### [Selected excerpt]
_ _ _ _

November 16, 2011 at 3:30 am
Hi,
I am trying to 'tune' one of our applications housekeeping scripts, which runs against dozens of database tables every night. The details of the tables to be maintained are stored in a master table with the names, number of days data to be kept, and a 'flag' (there are other fields, but they don't seem to be referenced by the query). Each night, a stored procedure runs that deletes data from each of the tables listed in the master table, based on the number-of-days-data-to-be-kept column, and whether the flag columns has the right value in it.
This is my attempted re-hash of the original procedure (which I've attached to try and keep the length of the post down):
USE [mydb]
GO
/****** Object: StoredProcedure [dbo].[USP_DeleteFromStoreTables] Script Date: 11/15/2011 12:02:28 ******/
SET ANSI_NULLS ON
GO
SET QUOTED_IDENTIFIER ON
GO
ALTER PROCEDURE [dbo].[USP_Housekeeping]
AS
SET NOCOUNT ON
DECLARE @TableName VARCHAR(100), @TableOwner VARCHAR(20), @DateColumn VARCHAR(50), @sql VARCHAR(1000), @DaysStored VARCHAR(100)
DECLARE @IDINT
DECLARE @MaxIDINT
DECLARE @dbNameNVARCHAR(50)
DECLARE @ICNTINT
SELECT ROW_NUMBER() OVER(ORDER BY [TableName]) as [ID],
st.TABLE_SCHEMA,
st.TABLE_NAME,
CONVERT(VARCHAR(50), DATEADD(DD,'-' + t.DaysStored, GETDATE()),102) AS DaysStored,
T.DateColumn
INTO #Store_Duration
FROM dbo.MASTERSTORE T
INNER JOIN INFORMATION_SCHEMA.TABLES st ON T.TableName = st.TABLE_NAME
WHERE st.TABLE_NAME = T.TableName
SELECT @MaxID = COUNT(ID) FROM #Store_Duration
SET @ICNT = 1
WHILE @ICNT <= @MaxID
BEGIN
SELECT @Tableowner = [TABLE_SCHEMA], @TableName = [TABLE_NAME], @DaysStored = [DaysStored], @DateColumn = [DateColumn]
FROM #Store_duration WHERE ID = @ICNT
if exists(select SC.* from sysobjects SO
INNER JOIN syscolumns SC
ON SO.id = SC.id
where SO.Name = @TableName
and SC.Name = @DateColumn)

_ _ _ _

### [Data block]

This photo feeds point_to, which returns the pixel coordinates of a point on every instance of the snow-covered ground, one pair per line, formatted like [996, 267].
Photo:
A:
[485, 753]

_ _ _ _

### [Directions]
a) Answer these about the housekeeping post:
(i) How often does the stored procedure run?
(ii) Which table follows FROM and carries the alias T?
(iii) What procedure name follows ALTER PROCEDURE?
b) Reproduce the stretch of the housekeeping post from "November 16, 2011" through "value in it.".
c) Which options does the housekeeping post's code switch ON with SET?
The lines have nothing to do with the housekeeping post.

### [Results for each task]
a)
(i) Each night.
(ii) dbo.MASTERSTORE
(iii) [dbo].[USP_Housekeeping]

b)
November 16, 2011 at 3:30 am
Hi,
I am trying to 'tune' one of our applications housekeeping scripts, which runs against dozens of database tables every night. The details of the tables to be maintained are stored in a master table with the names, number of days data to be kept, and a 'flag' (there are other fields, but they don't seem to be referenced by the query). Each night, a stored procedure runs that deletes data from each of the tables listed in the master table, based on the number-of-days-data-to-be-kept column, and whether the flag columns has the right value in it.

c)
ANSI_NULLS
QUOTED_IDENTIFIER
NOCOUNT